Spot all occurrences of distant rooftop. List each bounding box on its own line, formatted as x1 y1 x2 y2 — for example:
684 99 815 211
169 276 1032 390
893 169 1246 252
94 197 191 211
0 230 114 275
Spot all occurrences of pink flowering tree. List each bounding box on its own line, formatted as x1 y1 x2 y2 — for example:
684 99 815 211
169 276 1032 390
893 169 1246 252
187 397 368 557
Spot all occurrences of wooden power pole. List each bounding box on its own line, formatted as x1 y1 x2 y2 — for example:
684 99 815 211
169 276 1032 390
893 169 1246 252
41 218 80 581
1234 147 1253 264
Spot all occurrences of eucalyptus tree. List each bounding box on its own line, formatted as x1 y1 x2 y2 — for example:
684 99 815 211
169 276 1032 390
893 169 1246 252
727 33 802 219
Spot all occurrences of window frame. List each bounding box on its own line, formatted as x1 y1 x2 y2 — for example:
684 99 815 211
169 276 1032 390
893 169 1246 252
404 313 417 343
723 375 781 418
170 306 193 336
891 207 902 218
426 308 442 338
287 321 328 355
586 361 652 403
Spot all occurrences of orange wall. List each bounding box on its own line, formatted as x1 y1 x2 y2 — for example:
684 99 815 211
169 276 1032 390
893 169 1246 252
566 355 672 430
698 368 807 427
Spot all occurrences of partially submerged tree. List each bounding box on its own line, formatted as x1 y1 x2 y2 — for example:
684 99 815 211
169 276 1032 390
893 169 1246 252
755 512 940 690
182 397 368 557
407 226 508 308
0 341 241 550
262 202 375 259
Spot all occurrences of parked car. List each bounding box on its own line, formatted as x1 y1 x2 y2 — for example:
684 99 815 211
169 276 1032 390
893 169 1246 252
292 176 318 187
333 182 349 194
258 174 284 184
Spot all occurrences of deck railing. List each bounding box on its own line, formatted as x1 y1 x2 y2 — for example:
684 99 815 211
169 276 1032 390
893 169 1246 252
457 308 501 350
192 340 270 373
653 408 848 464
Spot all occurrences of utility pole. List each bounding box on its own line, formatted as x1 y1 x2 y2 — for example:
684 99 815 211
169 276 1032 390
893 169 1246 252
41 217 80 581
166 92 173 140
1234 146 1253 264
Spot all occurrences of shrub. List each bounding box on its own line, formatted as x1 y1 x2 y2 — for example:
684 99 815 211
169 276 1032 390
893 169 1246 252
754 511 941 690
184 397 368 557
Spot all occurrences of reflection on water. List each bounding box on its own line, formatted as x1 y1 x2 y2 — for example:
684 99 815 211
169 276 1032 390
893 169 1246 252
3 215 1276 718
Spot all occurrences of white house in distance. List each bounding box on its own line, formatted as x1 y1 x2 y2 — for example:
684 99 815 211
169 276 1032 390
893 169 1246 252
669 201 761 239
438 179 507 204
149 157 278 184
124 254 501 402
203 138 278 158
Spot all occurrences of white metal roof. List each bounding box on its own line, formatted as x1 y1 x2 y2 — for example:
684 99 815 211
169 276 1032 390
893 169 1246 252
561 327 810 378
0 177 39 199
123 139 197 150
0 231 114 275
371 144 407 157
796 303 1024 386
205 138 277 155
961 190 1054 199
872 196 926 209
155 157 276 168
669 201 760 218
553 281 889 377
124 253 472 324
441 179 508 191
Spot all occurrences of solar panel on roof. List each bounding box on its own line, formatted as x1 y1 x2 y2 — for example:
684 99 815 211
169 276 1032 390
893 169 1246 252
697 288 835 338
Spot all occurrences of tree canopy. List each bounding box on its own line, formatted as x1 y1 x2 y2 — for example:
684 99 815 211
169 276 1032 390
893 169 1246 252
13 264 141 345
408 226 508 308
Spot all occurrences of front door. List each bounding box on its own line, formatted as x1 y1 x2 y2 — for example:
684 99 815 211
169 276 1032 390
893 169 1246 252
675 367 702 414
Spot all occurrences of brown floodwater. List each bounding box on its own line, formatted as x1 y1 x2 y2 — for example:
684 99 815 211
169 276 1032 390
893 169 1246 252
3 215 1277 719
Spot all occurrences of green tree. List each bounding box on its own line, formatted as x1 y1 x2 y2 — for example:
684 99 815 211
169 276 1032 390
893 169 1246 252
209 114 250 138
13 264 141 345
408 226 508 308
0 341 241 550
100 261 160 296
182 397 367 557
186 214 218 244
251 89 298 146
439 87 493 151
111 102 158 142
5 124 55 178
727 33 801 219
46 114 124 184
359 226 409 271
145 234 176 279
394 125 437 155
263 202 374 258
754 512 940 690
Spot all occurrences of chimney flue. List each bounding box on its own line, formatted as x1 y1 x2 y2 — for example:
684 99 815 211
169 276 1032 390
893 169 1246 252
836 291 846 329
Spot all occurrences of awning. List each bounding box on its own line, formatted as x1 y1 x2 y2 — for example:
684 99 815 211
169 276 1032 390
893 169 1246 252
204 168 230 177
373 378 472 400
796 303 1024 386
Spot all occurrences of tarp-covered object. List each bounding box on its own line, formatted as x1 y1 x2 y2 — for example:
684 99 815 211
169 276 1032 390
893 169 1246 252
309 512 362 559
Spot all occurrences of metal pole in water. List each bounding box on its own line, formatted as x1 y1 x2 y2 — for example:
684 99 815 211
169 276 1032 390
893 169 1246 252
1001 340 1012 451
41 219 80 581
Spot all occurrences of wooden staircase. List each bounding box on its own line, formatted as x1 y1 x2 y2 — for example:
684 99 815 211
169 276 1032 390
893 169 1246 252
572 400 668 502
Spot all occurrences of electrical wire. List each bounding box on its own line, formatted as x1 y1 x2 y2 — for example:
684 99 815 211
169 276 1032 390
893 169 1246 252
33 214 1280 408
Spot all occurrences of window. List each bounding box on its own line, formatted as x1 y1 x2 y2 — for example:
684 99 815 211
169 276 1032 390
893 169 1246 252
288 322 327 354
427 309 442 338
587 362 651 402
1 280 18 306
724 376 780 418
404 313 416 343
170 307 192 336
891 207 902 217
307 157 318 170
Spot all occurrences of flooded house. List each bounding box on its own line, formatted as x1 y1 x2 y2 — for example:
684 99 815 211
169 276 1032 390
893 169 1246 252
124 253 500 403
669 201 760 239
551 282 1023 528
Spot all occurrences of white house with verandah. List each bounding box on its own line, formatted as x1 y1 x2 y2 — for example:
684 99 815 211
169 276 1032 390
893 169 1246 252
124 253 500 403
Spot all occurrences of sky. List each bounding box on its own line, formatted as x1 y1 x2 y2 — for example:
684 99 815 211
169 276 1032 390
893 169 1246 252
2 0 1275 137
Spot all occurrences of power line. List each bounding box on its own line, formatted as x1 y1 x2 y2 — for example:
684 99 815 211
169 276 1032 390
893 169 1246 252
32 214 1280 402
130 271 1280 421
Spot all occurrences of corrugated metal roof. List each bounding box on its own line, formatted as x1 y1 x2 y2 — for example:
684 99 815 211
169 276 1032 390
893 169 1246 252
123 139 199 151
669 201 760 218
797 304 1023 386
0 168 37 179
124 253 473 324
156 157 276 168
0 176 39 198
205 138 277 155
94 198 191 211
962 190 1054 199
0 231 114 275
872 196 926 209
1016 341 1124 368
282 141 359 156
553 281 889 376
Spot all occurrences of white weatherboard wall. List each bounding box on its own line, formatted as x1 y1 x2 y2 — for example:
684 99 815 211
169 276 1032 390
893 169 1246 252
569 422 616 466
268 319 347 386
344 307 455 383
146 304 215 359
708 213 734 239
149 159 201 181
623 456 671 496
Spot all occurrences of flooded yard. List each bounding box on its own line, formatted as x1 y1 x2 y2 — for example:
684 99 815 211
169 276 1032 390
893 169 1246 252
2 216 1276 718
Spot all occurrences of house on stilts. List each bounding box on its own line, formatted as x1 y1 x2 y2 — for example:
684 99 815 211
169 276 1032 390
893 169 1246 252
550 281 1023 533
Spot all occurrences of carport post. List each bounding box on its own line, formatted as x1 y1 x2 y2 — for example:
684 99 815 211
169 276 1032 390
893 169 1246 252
_ _ _ _ _ _ _
§ TASK STATEMENT
How many lines of these entries contain the string "pole"? Reply with the number alone.

§ TASK OUTPUT
3